##### Material supplied

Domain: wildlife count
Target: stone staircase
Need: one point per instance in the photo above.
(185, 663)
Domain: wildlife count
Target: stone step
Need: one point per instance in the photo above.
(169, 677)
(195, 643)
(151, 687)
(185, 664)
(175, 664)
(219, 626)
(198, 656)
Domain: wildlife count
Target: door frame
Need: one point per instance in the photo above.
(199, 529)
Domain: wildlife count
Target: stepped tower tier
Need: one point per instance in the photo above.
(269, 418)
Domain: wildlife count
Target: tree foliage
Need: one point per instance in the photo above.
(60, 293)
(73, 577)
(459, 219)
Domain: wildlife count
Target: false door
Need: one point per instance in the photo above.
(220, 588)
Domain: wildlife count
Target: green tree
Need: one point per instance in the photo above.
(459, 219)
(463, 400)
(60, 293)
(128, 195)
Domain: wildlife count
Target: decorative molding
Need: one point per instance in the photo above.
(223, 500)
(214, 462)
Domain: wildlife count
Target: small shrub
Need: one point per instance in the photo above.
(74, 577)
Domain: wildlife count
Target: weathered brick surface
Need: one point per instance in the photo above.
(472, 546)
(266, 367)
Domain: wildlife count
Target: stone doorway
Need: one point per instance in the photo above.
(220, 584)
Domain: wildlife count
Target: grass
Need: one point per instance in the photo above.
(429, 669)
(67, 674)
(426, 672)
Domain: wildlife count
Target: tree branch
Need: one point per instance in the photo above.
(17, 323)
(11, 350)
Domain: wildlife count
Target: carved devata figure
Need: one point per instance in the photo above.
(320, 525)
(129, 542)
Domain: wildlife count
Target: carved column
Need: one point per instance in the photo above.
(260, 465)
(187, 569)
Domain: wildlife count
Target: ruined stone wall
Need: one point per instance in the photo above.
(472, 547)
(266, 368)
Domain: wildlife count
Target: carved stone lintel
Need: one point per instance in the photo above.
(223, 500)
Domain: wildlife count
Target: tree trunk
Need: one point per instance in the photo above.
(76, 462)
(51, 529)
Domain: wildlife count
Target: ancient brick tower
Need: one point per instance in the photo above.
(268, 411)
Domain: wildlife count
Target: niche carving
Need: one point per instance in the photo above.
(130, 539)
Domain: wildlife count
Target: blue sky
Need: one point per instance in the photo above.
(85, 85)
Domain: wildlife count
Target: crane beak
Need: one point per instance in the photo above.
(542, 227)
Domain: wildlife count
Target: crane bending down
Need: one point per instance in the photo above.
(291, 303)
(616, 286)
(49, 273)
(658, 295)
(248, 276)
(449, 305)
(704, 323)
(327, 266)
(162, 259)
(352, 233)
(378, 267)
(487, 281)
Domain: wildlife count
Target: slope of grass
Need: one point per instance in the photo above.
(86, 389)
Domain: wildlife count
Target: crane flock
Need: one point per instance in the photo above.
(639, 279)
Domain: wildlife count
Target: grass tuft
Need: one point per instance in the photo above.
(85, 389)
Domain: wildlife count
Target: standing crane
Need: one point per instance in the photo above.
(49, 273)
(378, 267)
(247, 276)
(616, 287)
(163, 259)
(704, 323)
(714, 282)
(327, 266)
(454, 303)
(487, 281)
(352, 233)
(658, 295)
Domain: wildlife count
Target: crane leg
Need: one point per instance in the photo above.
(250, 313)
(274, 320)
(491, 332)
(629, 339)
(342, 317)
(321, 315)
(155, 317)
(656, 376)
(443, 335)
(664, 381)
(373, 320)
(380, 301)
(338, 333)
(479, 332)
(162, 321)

##########

Report how many lines of the data contain the word "tower", using the number alone.

> [Your response]: 2